▶ _Problem_:
Print each of the following lines word for word, with every number, comma and quotation mark unchanged.

__________

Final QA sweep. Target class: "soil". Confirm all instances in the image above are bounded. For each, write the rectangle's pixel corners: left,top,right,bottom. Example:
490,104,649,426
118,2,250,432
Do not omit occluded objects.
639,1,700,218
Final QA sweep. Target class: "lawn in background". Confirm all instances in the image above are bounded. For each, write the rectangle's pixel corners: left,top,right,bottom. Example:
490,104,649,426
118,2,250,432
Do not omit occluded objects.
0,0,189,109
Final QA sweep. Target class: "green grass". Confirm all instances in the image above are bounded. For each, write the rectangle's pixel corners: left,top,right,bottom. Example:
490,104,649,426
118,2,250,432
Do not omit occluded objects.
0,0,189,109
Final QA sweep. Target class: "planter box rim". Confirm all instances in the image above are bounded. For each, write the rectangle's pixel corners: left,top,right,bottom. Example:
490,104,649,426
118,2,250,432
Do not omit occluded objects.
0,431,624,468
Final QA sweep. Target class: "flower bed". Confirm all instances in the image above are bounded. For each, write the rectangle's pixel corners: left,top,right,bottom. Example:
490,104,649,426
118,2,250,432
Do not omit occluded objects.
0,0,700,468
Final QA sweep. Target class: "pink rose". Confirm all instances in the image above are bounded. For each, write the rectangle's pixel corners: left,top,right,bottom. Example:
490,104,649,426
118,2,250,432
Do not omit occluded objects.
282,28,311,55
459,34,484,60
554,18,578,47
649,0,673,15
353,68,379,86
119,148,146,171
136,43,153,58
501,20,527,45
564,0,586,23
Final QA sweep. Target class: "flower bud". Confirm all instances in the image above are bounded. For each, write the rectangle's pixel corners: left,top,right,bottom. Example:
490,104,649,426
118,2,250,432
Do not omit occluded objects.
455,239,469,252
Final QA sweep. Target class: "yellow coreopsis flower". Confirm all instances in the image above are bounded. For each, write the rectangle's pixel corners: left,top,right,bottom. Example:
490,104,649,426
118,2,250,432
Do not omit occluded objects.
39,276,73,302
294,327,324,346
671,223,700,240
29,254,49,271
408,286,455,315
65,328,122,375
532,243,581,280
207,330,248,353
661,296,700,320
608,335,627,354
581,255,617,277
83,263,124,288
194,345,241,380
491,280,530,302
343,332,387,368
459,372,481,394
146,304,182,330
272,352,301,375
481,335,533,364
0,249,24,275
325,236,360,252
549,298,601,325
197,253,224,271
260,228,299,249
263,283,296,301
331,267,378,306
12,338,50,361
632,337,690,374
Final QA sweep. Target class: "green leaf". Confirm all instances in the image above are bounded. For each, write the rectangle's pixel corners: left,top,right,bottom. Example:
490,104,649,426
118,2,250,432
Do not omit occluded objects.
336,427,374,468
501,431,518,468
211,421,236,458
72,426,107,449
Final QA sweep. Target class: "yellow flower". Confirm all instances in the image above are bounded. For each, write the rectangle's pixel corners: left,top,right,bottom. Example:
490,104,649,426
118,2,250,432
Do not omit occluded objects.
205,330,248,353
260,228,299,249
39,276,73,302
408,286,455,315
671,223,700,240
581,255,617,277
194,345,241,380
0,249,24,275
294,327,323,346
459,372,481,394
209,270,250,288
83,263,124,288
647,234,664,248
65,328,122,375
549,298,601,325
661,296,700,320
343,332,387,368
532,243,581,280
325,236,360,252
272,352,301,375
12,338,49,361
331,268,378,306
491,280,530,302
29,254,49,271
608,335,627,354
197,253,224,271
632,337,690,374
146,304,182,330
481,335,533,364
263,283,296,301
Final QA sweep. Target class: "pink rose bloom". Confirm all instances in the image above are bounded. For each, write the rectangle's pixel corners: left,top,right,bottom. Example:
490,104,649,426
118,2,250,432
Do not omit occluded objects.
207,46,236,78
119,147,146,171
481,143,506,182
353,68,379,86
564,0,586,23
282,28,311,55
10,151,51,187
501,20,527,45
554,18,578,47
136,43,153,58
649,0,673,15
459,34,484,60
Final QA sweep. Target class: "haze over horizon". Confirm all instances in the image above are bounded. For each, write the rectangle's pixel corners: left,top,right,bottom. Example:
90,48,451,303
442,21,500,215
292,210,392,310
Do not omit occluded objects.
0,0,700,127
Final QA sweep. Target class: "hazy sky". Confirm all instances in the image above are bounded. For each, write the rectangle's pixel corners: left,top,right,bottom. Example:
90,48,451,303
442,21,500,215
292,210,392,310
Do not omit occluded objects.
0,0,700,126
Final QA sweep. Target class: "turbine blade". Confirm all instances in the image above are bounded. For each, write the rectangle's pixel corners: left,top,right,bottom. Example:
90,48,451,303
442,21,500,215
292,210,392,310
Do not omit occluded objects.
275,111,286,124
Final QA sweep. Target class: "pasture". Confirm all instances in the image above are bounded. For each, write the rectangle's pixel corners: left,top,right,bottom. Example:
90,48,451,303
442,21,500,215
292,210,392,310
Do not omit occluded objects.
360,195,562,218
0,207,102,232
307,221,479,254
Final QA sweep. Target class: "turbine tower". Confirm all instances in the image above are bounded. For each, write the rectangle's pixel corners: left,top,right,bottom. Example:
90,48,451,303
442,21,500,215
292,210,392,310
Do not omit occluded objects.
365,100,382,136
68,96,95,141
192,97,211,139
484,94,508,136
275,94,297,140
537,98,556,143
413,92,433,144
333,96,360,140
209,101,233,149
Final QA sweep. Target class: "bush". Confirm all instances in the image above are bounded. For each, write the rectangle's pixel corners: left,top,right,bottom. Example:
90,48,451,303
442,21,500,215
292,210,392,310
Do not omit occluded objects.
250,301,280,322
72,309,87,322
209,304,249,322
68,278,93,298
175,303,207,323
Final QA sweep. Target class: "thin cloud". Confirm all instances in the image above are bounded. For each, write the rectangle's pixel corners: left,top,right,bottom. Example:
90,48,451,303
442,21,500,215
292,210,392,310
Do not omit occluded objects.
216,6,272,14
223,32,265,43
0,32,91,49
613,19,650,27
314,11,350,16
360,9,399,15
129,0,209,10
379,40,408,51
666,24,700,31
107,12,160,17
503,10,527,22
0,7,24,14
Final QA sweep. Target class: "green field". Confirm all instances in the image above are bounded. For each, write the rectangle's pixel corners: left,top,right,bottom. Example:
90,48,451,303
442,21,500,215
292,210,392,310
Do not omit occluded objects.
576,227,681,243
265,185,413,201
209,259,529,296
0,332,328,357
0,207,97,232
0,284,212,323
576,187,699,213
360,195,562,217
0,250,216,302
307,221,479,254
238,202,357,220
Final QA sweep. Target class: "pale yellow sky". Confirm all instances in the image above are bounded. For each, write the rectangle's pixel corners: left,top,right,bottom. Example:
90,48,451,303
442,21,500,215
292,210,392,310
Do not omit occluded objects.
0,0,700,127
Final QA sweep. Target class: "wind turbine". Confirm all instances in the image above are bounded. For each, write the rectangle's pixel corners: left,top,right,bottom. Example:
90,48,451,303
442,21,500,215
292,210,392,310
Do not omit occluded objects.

__________

▶ _Response to this exercise_:
Final QA sweep. Target class: "soil". Confirm all instances in the image above are bounded. For each, write the rectangle's pixel corners: left,top,right,bottom. Example:
490,104,649,426
118,2,250,432
Do not omit occluded objects.
639,1,700,218
Final QA sweep. Target class: "lawn in background". Confirm all instances in the image above are bounded. For each, write the rectangle's pixel corners: left,top,right,bottom. Example:
490,104,649,426
118,2,250,432
Do not omit occluded objects.
0,0,189,109
Final QA sweep. Target class: "green grass". Confirm all instances in the image above are bounded. For each, write the rectangle's pixel corners: left,top,right,bottom. Example:
490,104,649,426
118,2,250,432
Do not omit occluded objects.
0,0,189,109
Final QA sweep. Target class: "planter box rim". Confirm all instances in the image above are bounded. For each, write the rectangle's pixel corners: left,top,right,bottom. Example:
490,104,649,426
118,2,250,432
Do not omit occluded objects.
0,431,624,468
Final QA sweep. Target class: "flower bed". Confirm all instances in the image above are bounded. For each, write the rectangle's pixel corners: left,top,right,bottom. Example:
490,104,649,426
118,2,250,432
Do not omit occluded objects.
0,0,700,468
Final QA sweep. Target class: "pink rose". Confirm all instances in the image above are bounded. For each, write the rectangle's pixel corners: left,top,right,bottom. Example:
490,104,649,426
118,2,250,432
Do not omit occluded objects.
282,28,311,55
459,34,484,60
554,18,578,47
649,0,673,15
353,68,379,86
119,148,146,171
136,43,153,58
501,20,527,45
564,0,586,23
Final QA sweep. Target class: "flower bud". Confirm all instances in the image above are bounded. For each, write the rectangle's pixel corners: left,top,right,bottom. Example:
490,104,649,426
118,2,250,432
Do not omit occluded objects.
455,239,469,252
Final QA sweep. Target class: "yellow coreopsis flower". Confirm all instances in the image above are bounded. For each, write the rectangle's pixel corners: left,top,right,bottom. Example:
490,104,649,426
118,2,250,432
Do not omit occluded objects.
39,276,73,302
294,327,324,346
671,223,700,240
29,254,49,271
408,286,455,315
65,328,122,375
532,243,581,280
207,330,248,353
661,296,700,320
608,335,627,354
581,255,617,277
83,263,124,288
194,345,241,380
491,280,530,302
343,332,387,368
459,372,481,394
146,304,182,330
272,352,301,375
481,335,533,364
0,249,24,275
325,236,360,252
549,298,601,325
197,253,224,271
260,228,299,249
263,283,296,301
331,267,378,306
12,338,50,361
632,337,690,374
Final QA sweep. Target class: "green leaf". Confirm all instances in the image above are bounded. For each, write the rectangle's pixel corners: left,top,right,bottom. Example:
490,104,649,426
118,2,250,432
Do not omit occluded objects.
336,427,374,468
501,431,518,468
211,421,236,458
72,426,107,449
Final QA sweep. Target class: "yellow flower". Confirm all instances in the image above are bounded. For each, write the rectangle's pixel corners: left,top,right,bottom. Example:
490,104,649,426
118,2,250,432
Do not omit occluded objects.
205,330,248,353
260,228,299,249
39,276,73,302
408,286,455,315
671,223,700,240
581,255,617,277
194,345,241,380
0,249,24,275
294,327,323,346
459,372,481,394
209,270,250,288
83,263,124,288
647,234,664,248
65,328,122,375
549,298,601,325
661,296,700,320
343,332,387,368
532,243,581,280
325,236,360,252
272,352,301,375
12,338,49,361
331,268,378,306
491,280,530,302
29,254,49,271
608,335,627,354
197,253,224,271
632,337,690,374
146,304,182,330
481,335,533,364
263,283,296,301
Final QA sweep. Target class: "pink rose bloom". Confirm all instances in the image above are bounded. For each, write the rectangle's pixel corners: left,top,right,bottom. Example:
490,104,649,426
118,2,250,432
Do not omit occluded objects.
207,46,236,78
119,147,146,171
481,143,506,182
353,68,379,86
564,0,586,23
282,28,311,55
10,151,51,187
501,20,527,45
554,18,578,47
136,43,153,58
649,0,673,15
459,34,484,60
Final QA sweep. Target class: "haze over horizon". Confirm all instances in the image above are bounded. For each, write the rectangle's pixel corners: left,top,right,bottom. Example:
90,48,451,303
442,21,500,215
292,210,392,310
Do not omit occluded objects.
0,0,700,127
Final QA sweep. Target class: "hazy sky". Confirm all instances in the image above are bounded. For each, write the rectangle's pixel corners: left,top,right,bottom. Example:
90,48,451,303
442,21,500,215
292,210,392,310
Do not omit occluded objects.
0,0,700,126
Final QA sweep. Target class: "turbine blade". Confirm all instances in the image above are bounded. For each, write the rectangle's pixel corners: left,top,right,bottom. Example:
90,48,451,303
442,21,500,215
292,210,392,310
Do not omit occluded objects.
275,111,286,124
Final QA sweep. Target class: "pasture". Confirm all instances in the image above are bounded. For each, write the rectangle's pixel corners: left,top,right,bottom. Example:
90,48,451,303
442,21,500,215
292,210,392,310
Do not omit occluded objects.
360,195,562,218
0,207,102,232
307,221,479,254
Final QA sweep. Target class: "turbine tower". Confirm all instances in the image above are bounded. For each, write the rectangle's pixel corners: left,top,right,bottom. Example:
90,48,451,303
442,21,500,215
292,210,392,310
Do not omit occluded objects.
365,100,382,136
68,96,95,141
192,97,211,139
484,94,508,136
275,94,297,140
537,98,556,143
413,92,433,144
333,96,360,140
209,101,233,149
Final QA sweep. Target class: "bush". Confirm all instances in the image above are bounded. For each, write the rectangle's pixel corners: left,top,right,bottom. Example:
90,48,451,303
442,21,500,215
292,210,392,310
Do not omit occluded objects.
250,301,280,322
72,309,87,322
209,304,249,322
68,278,93,298
175,303,207,323
Final QA sweep. Target class: "thin cloud". Confirm all instances in the image above are bounded. For each, write the rectangle's pixel corners: left,top,right,bottom. Example:
90,48,451,303
442,21,500,215
292,210,392,310
Do not omit occluded objects.
216,6,272,14
223,32,265,43
0,32,91,49
613,19,650,27
314,11,350,16
360,9,399,15
129,0,209,10
379,40,408,51
666,24,700,31
107,12,160,17
503,10,527,22
0,7,24,14
Final QA sweep. Target class: "green field". Confirm all instances in the image above are bounded. For each, write the rectangle's pixel corners: left,top,right,bottom. Example:
90,48,451,303
442,21,500,215
292,210,392,310
Do not omit occluded objects.
576,227,681,243
265,185,413,201
209,259,529,296
0,332,328,357
0,207,97,232
0,284,212,323
576,187,699,213
360,195,562,217
0,250,216,302
307,221,479,254
238,202,357,220
Final QA sweep. Target class: "pale yellow sky". Confirm all instances in the image above are bounded. For each, write the rectangle's pixel corners: left,top,right,bottom. Example:
90,48,451,303
442,21,500,215
292,210,392,310
Do not omit occluded objects.
0,0,700,127
Final QA sweep. Target class: "wind turbine". Confirm all instances in the image above are bounded. For each, write the rectangle's pixel corners: left,top,right,bottom. Example:
90,48,451,303
442,21,500,215
292,210,392,310
Do not omit occluded objects.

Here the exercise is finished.